→ **Kaynak Metin**:
# # # # #
Himmet UÇ
Erzurum ve Bediüzzaman
Bediüzzaman Van’da iken doğu bölgesinde bir üniversite açmak düşüncesindedir. Van Valisi Tahir Paşa, Erzurum alimleri ile bu konuda konuşmak isteğini görünce Bediüzzaman’a Erzurum’a gidip Tahir Paşa’nın da hocası olan Yetim Hoca ile görüşmesini salık verir. Yetim Hoca ‘ya verilmek üzere ona bir mektup verir. Paşa Bediüzzaman’a gerekli itinanın gösterilmesini söyler hocasına. Bediüzzaman bu mektubu Erzurum’a gelir Yetim Hoca’nın medresesinde ona verir. Bediüzzaman Kurşunlu Medreseleri Müderrisi Süleyman Efendi’ye gönderilir. Hoca’ya Bediüzzaman takdim edilir. Süleyman Efendi Bediüzzaman’ın şöhretini duymuştur ve ona “sen meşhur Molla Said misin?, diyerek ayağı kalkar ona çok alaka gösterir. Talebesi Hacı Faruk Bey’e Bediüzzaman’ı medresesinde misafir etmesini söyler. “Sen beyzade olduğun için ona daha iyi hizmet edersin “der. Faruk Bey daha sonra uzun yıllar hocalık yapmış çok talebe yetiştirmiştir. Kırkıncı Hoca’nın da hocasıdır.
# # # # #
Nokta tabanlı işaretleme verileri
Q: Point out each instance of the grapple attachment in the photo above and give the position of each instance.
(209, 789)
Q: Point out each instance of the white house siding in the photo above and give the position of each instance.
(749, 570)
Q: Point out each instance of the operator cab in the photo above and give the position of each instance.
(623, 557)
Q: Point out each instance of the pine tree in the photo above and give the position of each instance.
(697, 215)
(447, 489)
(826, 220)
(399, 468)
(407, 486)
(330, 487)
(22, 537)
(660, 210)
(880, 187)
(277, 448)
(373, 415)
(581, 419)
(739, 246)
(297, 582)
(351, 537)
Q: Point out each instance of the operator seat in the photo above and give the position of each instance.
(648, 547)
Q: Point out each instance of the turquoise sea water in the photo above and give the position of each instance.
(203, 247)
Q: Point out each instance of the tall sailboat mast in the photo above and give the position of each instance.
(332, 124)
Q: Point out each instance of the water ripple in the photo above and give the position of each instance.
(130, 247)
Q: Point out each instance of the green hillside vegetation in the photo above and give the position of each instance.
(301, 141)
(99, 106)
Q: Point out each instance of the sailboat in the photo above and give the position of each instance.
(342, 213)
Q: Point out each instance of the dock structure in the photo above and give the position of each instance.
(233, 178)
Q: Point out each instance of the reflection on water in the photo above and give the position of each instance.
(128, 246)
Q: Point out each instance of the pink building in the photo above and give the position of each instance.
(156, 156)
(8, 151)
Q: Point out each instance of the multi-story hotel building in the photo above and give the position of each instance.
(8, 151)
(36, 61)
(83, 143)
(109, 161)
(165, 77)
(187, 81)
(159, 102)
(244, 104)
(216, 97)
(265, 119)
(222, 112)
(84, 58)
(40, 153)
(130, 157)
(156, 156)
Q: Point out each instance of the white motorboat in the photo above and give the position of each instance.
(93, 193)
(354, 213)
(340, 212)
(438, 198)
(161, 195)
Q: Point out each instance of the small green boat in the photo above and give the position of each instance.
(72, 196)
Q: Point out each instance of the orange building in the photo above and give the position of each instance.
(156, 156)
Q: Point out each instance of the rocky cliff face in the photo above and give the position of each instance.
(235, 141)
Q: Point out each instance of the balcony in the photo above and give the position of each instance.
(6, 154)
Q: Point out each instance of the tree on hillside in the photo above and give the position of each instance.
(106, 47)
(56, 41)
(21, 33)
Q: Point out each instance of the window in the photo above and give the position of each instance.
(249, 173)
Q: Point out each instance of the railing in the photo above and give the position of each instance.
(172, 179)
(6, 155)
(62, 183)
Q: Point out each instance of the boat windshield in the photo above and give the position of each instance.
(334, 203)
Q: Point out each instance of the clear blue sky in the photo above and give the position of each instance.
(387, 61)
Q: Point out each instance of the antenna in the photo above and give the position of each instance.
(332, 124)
# # # # #
→ **Görevler**:
a) Bediüzzaman'ın Erzurum'a gelişini anlatan metne göre Süleyman Efendi'nin, Bediüzzaman'ı misafir etme işini neden Hacı Faruk Bey'e verdiğini bir ile üç cümleyle açıklayın.
b) Bediüzzaman'ın Erzurum'a gelişini anlatan metne göre aşağıdaki soruları cevaplayın.
(i) Van Valisinin adı nedir?
(ii) Süleyman Efendi hangi medreselerin müderrisidir?
(iii) Faruk Bey metinde kimin de hocası olarak anılır?
c) Bediüzzaman'ın Erzurum'a gelişini anlatan metni kaldığı yerden sürdürün.

→ **Problemlerin Cevapları**:
a) Süleyman Efendi, talebesi Hacı Faruk Bey'in beyzade olduğunu söyler. Bu yüzden Bediüzzaman'a onun daha iyi hizmet edeceğini düşünür ve Bediüzzaman'ı medresesinde misafir etmesini ister.

b)
(i) Tahir Paşa
(ii) Kurşunlu Medreseleri
(iii) Kırkıncı Hoca'nın

c)
Bediüzzaman bir aydan fazla Kurşunlu Medresesinde kalır, Kırkıncı Hoca o günleri Faruk Bey’in gözlemlerinden anlatır:
“Çok nezih bir insandı, temizliğe çok dikkat ederdi. Üç dört günde bir çamaşırlarını ben yıkardım. Kahvaltısını hazırlardım, Öğle ezanı okununcaya dek Kur’an okur, bazan da medresede mevcut eserleri mütalaa ederdi. Bir kahve içer dışarı giderdi. Halkın arasına katılmak onlarla görünmek isterdi, Cuma namazlarını Esat Paşa Camiinde, ikindi namazlarını Gürcü Kapı Camiinde, diğer namazlarını kurşunlu ve diğer camiilerde kılardı. Geldiği mevsim bahar ayı olmasına rağmen itinalı yürür, çizmesi bile çamur olmazdı.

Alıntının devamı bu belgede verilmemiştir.